▶ **Material shown**
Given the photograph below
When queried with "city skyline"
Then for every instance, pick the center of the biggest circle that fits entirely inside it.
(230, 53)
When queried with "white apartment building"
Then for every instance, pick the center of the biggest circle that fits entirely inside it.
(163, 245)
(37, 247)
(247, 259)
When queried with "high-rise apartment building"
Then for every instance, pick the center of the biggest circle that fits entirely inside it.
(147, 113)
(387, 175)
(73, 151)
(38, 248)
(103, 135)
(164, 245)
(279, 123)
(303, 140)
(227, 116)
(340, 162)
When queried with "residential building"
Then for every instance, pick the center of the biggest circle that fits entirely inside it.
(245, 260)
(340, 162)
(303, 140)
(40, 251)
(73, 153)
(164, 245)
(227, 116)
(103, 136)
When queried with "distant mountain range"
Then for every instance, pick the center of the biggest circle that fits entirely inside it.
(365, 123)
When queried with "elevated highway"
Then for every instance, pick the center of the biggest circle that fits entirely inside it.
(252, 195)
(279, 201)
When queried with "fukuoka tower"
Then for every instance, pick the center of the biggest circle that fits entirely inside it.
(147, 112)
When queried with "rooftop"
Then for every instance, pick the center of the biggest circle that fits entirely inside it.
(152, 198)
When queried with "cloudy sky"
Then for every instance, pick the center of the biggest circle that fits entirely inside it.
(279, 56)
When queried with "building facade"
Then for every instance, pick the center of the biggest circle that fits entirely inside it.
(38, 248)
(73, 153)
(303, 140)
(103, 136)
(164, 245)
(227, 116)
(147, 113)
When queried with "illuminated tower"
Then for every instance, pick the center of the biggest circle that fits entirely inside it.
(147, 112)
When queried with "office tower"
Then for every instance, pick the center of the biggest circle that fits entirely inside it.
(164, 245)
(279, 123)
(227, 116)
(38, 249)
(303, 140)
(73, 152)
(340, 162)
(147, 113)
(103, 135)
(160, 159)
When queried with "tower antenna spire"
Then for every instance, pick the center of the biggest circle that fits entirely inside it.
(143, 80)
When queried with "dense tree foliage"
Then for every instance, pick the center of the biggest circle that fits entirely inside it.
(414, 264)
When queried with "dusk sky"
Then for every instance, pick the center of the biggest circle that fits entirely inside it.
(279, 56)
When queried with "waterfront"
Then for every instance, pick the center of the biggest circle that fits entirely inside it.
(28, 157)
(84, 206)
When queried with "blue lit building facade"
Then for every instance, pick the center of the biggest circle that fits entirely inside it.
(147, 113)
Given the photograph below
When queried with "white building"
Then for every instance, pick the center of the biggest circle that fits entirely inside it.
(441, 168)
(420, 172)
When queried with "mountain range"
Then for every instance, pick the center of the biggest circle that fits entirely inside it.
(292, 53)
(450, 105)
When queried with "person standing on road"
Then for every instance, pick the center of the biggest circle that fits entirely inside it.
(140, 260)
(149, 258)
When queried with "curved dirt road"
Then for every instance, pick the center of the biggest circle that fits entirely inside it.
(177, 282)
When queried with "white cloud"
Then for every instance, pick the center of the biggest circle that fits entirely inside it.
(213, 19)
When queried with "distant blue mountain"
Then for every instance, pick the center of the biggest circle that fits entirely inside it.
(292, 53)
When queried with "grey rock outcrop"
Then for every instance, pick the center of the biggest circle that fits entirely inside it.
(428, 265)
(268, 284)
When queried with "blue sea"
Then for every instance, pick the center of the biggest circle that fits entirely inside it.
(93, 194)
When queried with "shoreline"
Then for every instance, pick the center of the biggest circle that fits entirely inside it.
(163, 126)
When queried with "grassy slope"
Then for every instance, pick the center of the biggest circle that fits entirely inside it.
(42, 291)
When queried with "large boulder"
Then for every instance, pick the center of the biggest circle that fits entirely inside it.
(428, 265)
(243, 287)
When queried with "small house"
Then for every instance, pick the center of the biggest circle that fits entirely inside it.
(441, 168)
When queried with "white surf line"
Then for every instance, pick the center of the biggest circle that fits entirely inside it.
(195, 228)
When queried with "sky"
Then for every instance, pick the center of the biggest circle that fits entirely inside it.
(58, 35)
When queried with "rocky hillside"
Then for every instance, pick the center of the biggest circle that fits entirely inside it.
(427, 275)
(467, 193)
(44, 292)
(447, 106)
==
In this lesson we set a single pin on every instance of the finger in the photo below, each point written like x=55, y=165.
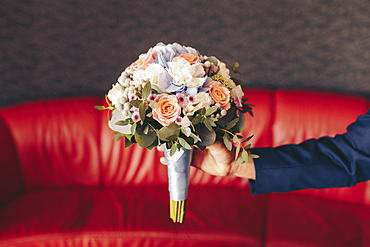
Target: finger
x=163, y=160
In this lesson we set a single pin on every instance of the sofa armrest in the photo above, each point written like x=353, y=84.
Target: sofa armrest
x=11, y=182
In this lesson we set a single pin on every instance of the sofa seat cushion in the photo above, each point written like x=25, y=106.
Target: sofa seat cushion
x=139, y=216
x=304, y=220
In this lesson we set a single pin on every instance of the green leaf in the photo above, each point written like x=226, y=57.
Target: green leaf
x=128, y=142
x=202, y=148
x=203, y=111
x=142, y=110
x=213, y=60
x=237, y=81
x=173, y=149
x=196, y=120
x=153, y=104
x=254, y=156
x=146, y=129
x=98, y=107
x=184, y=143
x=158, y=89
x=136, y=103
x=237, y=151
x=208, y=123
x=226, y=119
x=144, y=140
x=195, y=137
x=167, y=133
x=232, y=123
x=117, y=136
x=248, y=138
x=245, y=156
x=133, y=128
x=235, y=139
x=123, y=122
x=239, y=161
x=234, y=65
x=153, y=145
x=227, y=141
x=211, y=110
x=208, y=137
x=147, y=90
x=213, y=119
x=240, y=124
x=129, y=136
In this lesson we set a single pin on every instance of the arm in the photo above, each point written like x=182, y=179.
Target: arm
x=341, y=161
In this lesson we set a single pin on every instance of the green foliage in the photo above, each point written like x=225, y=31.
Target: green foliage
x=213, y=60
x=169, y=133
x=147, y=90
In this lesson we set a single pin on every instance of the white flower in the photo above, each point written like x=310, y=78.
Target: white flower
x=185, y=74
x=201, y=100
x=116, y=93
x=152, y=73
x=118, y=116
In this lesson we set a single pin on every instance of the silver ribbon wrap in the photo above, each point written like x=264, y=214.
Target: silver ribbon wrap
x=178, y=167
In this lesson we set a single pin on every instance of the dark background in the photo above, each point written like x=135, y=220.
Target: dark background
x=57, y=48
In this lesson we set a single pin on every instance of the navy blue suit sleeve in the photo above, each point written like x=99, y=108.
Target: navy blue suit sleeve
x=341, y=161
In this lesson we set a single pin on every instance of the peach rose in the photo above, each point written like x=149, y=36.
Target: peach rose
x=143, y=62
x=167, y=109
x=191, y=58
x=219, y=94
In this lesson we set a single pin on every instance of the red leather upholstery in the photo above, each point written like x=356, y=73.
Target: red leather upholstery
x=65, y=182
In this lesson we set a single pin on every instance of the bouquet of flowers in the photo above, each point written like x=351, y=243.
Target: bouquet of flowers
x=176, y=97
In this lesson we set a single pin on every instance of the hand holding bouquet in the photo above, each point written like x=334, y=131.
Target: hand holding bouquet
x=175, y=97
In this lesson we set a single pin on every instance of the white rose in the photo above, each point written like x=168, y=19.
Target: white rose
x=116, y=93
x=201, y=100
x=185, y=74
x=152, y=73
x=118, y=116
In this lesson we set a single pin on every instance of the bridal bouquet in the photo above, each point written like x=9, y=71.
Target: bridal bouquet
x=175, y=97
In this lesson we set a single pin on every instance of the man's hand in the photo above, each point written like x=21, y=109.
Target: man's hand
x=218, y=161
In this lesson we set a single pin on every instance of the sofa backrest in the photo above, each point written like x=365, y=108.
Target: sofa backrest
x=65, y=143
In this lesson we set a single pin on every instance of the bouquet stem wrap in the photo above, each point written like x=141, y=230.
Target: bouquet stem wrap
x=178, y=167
==
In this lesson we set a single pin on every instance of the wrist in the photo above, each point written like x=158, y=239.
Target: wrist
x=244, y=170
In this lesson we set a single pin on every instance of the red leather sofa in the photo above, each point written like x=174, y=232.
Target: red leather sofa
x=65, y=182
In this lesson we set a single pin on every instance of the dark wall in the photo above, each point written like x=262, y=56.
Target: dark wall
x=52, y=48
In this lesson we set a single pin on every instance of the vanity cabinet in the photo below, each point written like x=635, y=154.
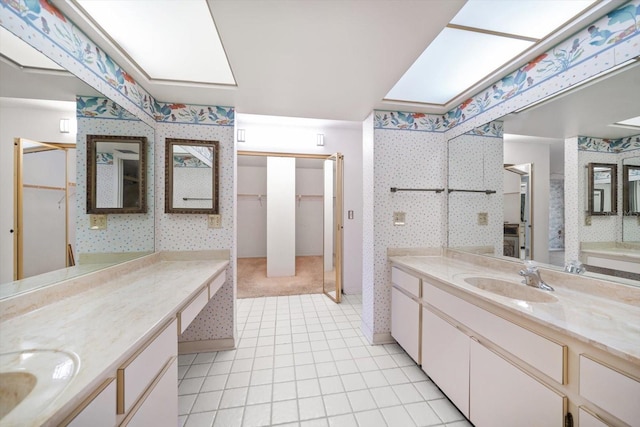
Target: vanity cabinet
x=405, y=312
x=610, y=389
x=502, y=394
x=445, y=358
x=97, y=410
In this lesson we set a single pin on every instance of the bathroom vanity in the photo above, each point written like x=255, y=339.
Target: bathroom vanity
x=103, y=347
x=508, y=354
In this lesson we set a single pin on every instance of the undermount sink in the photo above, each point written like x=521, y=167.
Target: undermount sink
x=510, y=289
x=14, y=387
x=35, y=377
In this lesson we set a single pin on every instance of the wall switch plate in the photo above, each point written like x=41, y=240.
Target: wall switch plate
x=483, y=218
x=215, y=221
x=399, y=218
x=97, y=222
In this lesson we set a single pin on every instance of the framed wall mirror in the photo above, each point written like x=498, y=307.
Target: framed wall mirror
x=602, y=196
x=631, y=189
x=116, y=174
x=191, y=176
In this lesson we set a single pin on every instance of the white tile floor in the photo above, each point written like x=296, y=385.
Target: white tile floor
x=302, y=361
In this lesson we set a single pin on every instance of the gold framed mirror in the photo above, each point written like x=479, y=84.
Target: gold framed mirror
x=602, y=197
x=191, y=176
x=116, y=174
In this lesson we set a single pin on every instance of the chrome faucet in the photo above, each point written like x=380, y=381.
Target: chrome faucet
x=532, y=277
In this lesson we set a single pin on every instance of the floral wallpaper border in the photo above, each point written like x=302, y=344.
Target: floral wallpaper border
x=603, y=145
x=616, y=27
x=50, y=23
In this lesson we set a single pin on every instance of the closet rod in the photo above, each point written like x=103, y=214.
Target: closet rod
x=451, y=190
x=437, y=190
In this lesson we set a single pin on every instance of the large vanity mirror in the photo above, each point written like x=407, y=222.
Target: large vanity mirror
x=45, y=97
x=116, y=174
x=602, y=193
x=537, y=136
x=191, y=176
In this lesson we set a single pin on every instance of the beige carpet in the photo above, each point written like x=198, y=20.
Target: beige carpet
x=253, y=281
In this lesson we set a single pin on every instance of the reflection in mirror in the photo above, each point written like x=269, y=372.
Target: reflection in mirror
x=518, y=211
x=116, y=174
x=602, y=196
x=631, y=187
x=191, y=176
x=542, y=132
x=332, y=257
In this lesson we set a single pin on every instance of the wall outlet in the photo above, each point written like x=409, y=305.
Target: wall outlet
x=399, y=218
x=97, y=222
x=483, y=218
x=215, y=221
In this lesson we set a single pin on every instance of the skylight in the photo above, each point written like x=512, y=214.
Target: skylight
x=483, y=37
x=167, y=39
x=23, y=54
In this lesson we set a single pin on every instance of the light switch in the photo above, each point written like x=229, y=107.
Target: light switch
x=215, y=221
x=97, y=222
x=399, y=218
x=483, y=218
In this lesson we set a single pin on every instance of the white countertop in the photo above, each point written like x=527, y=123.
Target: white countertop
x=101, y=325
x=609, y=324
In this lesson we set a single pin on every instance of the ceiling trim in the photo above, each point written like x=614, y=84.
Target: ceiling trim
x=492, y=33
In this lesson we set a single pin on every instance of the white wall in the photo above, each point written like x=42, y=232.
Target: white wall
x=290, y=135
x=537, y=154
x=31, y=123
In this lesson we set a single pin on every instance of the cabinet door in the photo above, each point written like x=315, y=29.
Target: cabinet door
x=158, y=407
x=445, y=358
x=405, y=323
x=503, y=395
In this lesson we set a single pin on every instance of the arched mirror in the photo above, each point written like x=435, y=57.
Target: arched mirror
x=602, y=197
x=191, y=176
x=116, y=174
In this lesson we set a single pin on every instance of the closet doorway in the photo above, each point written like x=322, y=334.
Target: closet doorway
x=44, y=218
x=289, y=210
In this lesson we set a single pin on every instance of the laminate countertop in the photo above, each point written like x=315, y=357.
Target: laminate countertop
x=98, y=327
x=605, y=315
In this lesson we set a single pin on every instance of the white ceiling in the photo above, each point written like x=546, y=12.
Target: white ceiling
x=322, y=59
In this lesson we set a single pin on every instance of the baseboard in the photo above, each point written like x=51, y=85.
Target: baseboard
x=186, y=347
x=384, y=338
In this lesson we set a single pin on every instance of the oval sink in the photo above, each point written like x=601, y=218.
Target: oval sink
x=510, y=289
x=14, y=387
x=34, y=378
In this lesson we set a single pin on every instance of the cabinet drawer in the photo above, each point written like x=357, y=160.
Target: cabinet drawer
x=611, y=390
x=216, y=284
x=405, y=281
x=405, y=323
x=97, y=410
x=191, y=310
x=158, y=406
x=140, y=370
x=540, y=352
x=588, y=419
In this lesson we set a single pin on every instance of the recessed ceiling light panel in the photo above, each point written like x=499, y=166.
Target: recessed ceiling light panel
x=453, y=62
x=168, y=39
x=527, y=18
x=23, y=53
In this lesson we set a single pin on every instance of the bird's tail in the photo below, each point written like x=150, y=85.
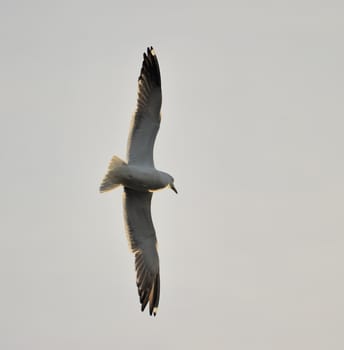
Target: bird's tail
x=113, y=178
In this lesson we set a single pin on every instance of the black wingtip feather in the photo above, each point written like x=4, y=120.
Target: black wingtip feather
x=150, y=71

▶ **What is needed**
Find each line in the records above that contains the word "wallpaper" and copy it.

▶ **Written solution**
In this lesson we set a single pin on every instance of the floral wallpaper border in the photo above, each point written like x=302, y=344.
Target: floral wallpaper border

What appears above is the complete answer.